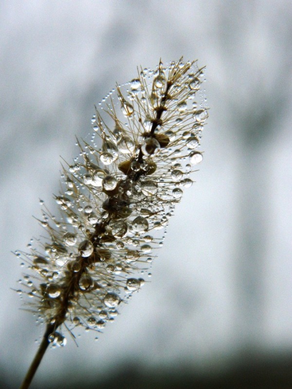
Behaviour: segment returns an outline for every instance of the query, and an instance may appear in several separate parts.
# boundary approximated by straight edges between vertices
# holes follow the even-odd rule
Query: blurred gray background
[[[89,388],[128,371],[144,388],[146,374],[186,369],[193,383],[262,362],[284,371],[292,360],[292,3],[10,0],[0,2],[0,29],[3,387],[17,387],[43,329],[10,289],[22,270],[11,251],[41,233],[32,217],[39,198],[55,209],[59,156],[76,156],[75,136],[90,131],[94,104],[116,82],[182,55],[207,66],[197,182],[171,219],[151,283],[98,342],[85,333],[78,348],[69,337],[49,350],[33,387]],[[134,387],[127,377],[115,387]],[[273,388],[288,387],[278,379]],[[175,387],[163,385],[155,387]]]

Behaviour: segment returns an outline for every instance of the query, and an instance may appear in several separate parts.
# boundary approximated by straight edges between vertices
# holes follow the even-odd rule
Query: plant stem
[[[39,345],[39,347],[36,352],[35,358],[27,371],[23,382],[20,387],[19,389],[28,389],[28,388],[29,388],[33,378],[34,378],[34,376],[38,367],[38,365],[42,359],[42,357],[46,352],[48,346],[49,346],[49,342],[48,340],[48,336],[55,331],[55,326],[54,324],[47,325],[41,343]]]

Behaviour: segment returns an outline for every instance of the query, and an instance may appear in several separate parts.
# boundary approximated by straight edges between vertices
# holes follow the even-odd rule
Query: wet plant
[[[96,107],[92,134],[77,141],[78,157],[63,168],[59,216],[43,204],[46,237],[16,252],[27,268],[18,291],[45,326],[22,389],[49,345],[64,346],[64,333],[74,338],[83,327],[98,335],[144,283],[202,159],[204,79],[196,61],[161,61]]]

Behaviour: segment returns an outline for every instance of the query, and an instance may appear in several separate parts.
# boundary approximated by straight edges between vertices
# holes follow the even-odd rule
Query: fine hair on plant
[[[64,346],[64,334],[74,339],[82,328],[97,337],[144,283],[202,159],[204,80],[197,61],[160,61],[95,107],[92,134],[77,140],[73,164],[62,164],[59,214],[42,204],[45,236],[31,240],[29,252],[16,251],[26,266],[17,291],[45,326],[21,389],[48,346]]]

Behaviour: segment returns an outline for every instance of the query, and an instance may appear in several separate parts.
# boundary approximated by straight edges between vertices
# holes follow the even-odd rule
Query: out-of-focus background
[[[42,328],[21,310],[11,250],[54,209],[61,155],[94,104],[183,55],[207,66],[204,160],[151,283],[97,342],[49,350],[32,388],[292,386],[292,3],[0,3],[0,382],[15,388]]]

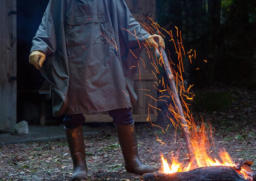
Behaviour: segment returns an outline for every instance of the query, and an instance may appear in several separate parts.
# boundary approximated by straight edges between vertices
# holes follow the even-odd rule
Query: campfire
[[[144,27],[147,26],[146,24],[143,25]],[[161,33],[160,30],[163,29],[159,25],[153,22],[152,26],[156,29],[155,30]],[[151,28],[147,27],[146,29],[153,32],[154,30]],[[192,63],[192,59],[195,58],[195,51],[191,50],[187,53],[185,53],[182,45],[181,33],[177,28],[177,37],[179,40],[176,41],[174,40],[171,31],[164,30],[170,36],[170,41],[173,43],[176,53],[178,55],[179,63],[178,65],[174,65],[171,60],[168,59],[164,51],[161,49],[158,50],[160,59],[158,62],[156,63],[154,61],[154,62],[156,65],[164,67],[169,83],[169,85],[165,85],[164,86],[173,102],[172,104],[167,105],[169,112],[166,116],[176,129],[180,129],[182,130],[187,146],[189,162],[186,165],[183,165],[178,162],[177,158],[173,156],[172,164],[169,166],[167,159],[162,155],[162,173],[157,174],[147,174],[144,177],[145,181],[256,181],[256,175],[250,167],[253,164],[252,162],[246,161],[235,164],[224,149],[219,154],[220,159],[211,157],[210,149],[211,144],[208,137],[209,133],[211,133],[211,129],[206,129],[206,125],[202,117],[203,123],[201,125],[195,123],[189,108],[190,104],[187,101],[192,100],[194,96],[193,94],[189,91],[193,85],[186,89],[182,76],[184,71],[183,55],[187,56],[188,59]],[[175,65],[178,70],[178,72],[172,68],[170,64]],[[160,82],[161,80],[159,81],[159,84],[164,83],[164,81]],[[151,120],[149,117],[148,120]],[[157,126],[152,122],[151,124],[153,126]],[[157,140],[161,141],[157,135]]]

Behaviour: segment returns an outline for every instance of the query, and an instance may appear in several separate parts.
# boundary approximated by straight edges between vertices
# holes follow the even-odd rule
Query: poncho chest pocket
[[[70,61],[84,62],[109,56],[107,39],[111,36],[105,16],[68,17],[67,23],[66,37]]]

======

Rewrite all of the items above, replacing "background" with "backdrop" wherever it occurs and changing nothing else. Leave the pictures out of your version.

Behaviour: segment returns an outline for every instance of the query, and an instance may appear in several separate parts.
# boundary approximated by straight edges between vertices
# holes follow the even-odd rule
Query: blurred gray backdrop
[[[89,388],[128,371],[144,388],[146,374],[186,369],[193,383],[262,362],[284,371],[292,360],[292,3],[10,0],[0,2],[0,29],[3,387],[17,387],[43,329],[10,289],[22,270],[11,251],[41,233],[32,217],[39,198],[55,209],[59,156],[76,156],[75,136],[90,131],[94,104],[116,82],[182,55],[207,66],[197,182],[171,219],[151,283],[98,342],[85,333],[78,348],[69,337],[49,350],[33,387]],[[134,387],[127,377],[115,387]],[[273,388],[288,387],[278,379]],[[175,387],[163,385],[155,387]]]

Behaviour: segment returns an outline for every instance of the query, and an instance may appear in several separate parts.
# boundary approximated by straight edges between vertices
# holes follow the even-odd rule
Query: plant stem
[[[39,345],[39,347],[36,352],[35,358],[27,371],[23,382],[20,387],[19,389],[28,389],[28,388],[29,388],[33,378],[34,378],[34,376],[38,367],[38,365],[42,359],[42,357],[46,352],[48,346],[49,346],[49,342],[48,340],[48,336],[55,331],[55,326],[54,324],[47,325],[41,343]]]

Behaviour: segment returns an outline for every instance of the query, and an instance may appear in several separate parts.
# boundary approximated by straight edges between vertices
# holes follow the even-odd rule
Query: wet plant
[[[96,107],[92,134],[77,141],[78,157],[63,168],[59,216],[43,204],[46,237],[16,252],[27,268],[18,291],[45,326],[22,389],[49,345],[64,346],[64,333],[74,338],[83,327],[98,335],[144,283],[202,159],[204,79],[196,61],[161,61]]]

Behaviour: segment returns an outline for every instance of the query, and an instance may appear in several separate parts.
# boundary approximated by straight edges between vertices
# holes follow the even-odd rule
Query: fine hair on plant
[[[64,346],[64,334],[74,339],[82,328],[97,337],[144,283],[202,159],[204,80],[197,61],[160,61],[95,107],[92,134],[77,140],[73,164],[62,164],[59,214],[42,204],[45,236],[31,240],[29,252],[16,251],[26,266],[17,291],[45,326],[21,389],[48,346]]]

Behaviour: segment returns an outline for every instance of the query, and an instance may appear in several separate parts.
# boundary approximated by straight edges between vertices
# holes follow the even-odd rule
Query: out-of-focus backdrop
[[[42,328],[21,310],[11,250],[54,209],[61,155],[94,104],[183,55],[207,66],[204,160],[151,283],[97,342],[49,350],[32,388],[292,386],[292,3],[0,3],[0,382],[15,388]]]

Behaviour: segment returns an outline for every instance of the query, and an instance may appear in several separate parts.
# boundary approximated by straight edges between vertices
# holes follow the even-odd rule
Query: campfire
[[[144,27],[147,26],[146,24],[143,25]],[[161,33],[160,30],[163,29],[159,25],[153,22],[152,26],[156,29],[155,30]],[[151,28],[147,27],[146,29],[153,32],[154,30]],[[192,63],[192,59],[195,58],[195,51],[191,50],[187,53],[185,53],[182,45],[181,33],[177,28],[177,37],[179,40],[176,41],[174,40],[171,31],[164,30],[170,36],[170,41],[173,43],[176,53],[178,55],[179,63],[178,65],[174,65],[171,60],[168,59],[164,51],[161,49],[158,50],[160,59],[158,62],[156,63],[154,61],[154,62],[156,65],[164,67],[169,83],[169,85],[165,85],[164,86],[173,102],[172,104],[167,105],[169,112],[166,116],[176,129],[180,129],[182,130],[187,146],[189,162],[186,165],[183,165],[178,162],[177,158],[173,156],[172,164],[169,166],[167,159],[162,155],[162,173],[157,174],[147,174],[144,177],[145,181],[256,181],[256,175],[250,167],[253,164],[252,162],[246,161],[235,164],[224,149],[219,154],[220,159],[211,157],[210,149],[211,144],[208,137],[209,133],[211,133],[211,129],[206,129],[206,125],[202,117],[203,123],[201,125],[195,123],[189,108],[190,104],[187,101],[192,100],[194,96],[193,94],[189,91],[193,85],[186,89],[182,76],[184,71],[183,55],[187,56],[188,59]],[[175,65],[178,70],[178,72],[172,68],[170,64]],[[160,82],[161,80],[159,81],[159,84],[164,83],[164,81]],[[151,120],[149,117],[148,120]],[[157,126],[152,122],[151,124],[153,126]],[[157,140],[161,141],[157,135]]]

Behaviour: segment returns an outline for every instance of the query, and an instance may appear in several separate parts.
# boundary approximated by straight edges between vertices
# holes follow the even-odd rule
Query: poncho chest pocket
[[[70,61],[84,62],[109,56],[107,39],[111,36],[105,16],[68,17],[67,23],[66,37]]]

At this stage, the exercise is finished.